A block of data
↓↓↓

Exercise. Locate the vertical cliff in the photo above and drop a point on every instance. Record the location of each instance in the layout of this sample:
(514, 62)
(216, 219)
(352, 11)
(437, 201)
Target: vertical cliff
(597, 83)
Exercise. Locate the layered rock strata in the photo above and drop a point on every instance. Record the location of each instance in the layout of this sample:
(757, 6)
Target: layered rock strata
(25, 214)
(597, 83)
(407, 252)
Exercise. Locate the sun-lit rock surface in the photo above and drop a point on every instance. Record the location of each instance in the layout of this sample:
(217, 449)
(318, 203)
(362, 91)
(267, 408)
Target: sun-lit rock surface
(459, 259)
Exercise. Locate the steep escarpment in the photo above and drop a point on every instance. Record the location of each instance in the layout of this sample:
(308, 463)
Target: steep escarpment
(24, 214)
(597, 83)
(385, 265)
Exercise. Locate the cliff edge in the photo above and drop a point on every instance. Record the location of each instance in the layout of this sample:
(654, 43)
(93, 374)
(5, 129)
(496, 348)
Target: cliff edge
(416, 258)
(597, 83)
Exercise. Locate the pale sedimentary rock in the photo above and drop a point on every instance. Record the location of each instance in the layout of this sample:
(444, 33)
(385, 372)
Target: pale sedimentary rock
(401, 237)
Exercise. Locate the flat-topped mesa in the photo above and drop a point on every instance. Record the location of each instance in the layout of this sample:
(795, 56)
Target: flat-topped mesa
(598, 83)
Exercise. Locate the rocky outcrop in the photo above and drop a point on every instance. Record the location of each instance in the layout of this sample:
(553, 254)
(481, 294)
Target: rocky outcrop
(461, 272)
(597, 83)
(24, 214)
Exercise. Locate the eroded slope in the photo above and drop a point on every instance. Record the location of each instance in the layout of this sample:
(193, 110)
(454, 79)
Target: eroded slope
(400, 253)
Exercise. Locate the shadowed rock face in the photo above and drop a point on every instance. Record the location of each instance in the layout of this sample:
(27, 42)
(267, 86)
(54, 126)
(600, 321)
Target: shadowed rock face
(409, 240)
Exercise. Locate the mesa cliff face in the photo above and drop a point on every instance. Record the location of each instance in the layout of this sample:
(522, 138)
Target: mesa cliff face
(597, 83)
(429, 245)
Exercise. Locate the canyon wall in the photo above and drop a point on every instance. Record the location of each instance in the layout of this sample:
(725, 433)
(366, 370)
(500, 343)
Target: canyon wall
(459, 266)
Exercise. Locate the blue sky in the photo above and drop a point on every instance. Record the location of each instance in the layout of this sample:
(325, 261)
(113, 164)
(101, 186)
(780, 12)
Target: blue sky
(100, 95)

↑↑↑

Job
Put the lines of the material from the one containing "Exercise. Locate the rocky" through the end of the material, both ends included, into a numbered list, leaving out any blank lines.

Expected answer
1. Exercise. Locate the rocky outcrop in the photo above and drop a point on every instance. Record the location of each instance in the layout of this sample:
2. (553, 254)
3. (481, 294)
4. Target: rocky outcrop
5. (461, 272)
6. (597, 83)
7. (24, 214)
8. Exercise. Locate the eroded slope in the photo above and drop a point on every instance. Record the location of each instance in the layout of this sample:
9. (193, 110)
10. (454, 79)
11. Target: eroded slope
12. (400, 253)
13. Exercise. Locate the shadowed rock face in the photo above and drop a point on every instance. Record the location of each instance in the layout of this sample:
14. (27, 42)
15. (267, 86)
16. (54, 126)
17. (600, 321)
18. Target: shadowed rock face
19. (409, 240)
20. Exercise. Locate the mesa cliff face in the photo above and drop a point on every instance. Record the location of each instance in the layout of this sample:
21. (522, 138)
22. Target: mesa cliff face
23. (597, 83)
24. (429, 245)
25. Exercise. Locate the canyon wall in the photo above and drop a point on every instance. Record the location of each instance in the layout of this sample:
26. (725, 433)
27. (366, 370)
28. (500, 343)
29. Target: canyon wall
30. (459, 266)
31. Exercise. Locate the blue sky in the photo above and drop a point on every instance. Record the location of each instance in the layout of this sample:
32. (325, 261)
33. (113, 164)
34. (101, 186)
35. (780, 12)
36. Target: blue sky
37. (100, 95)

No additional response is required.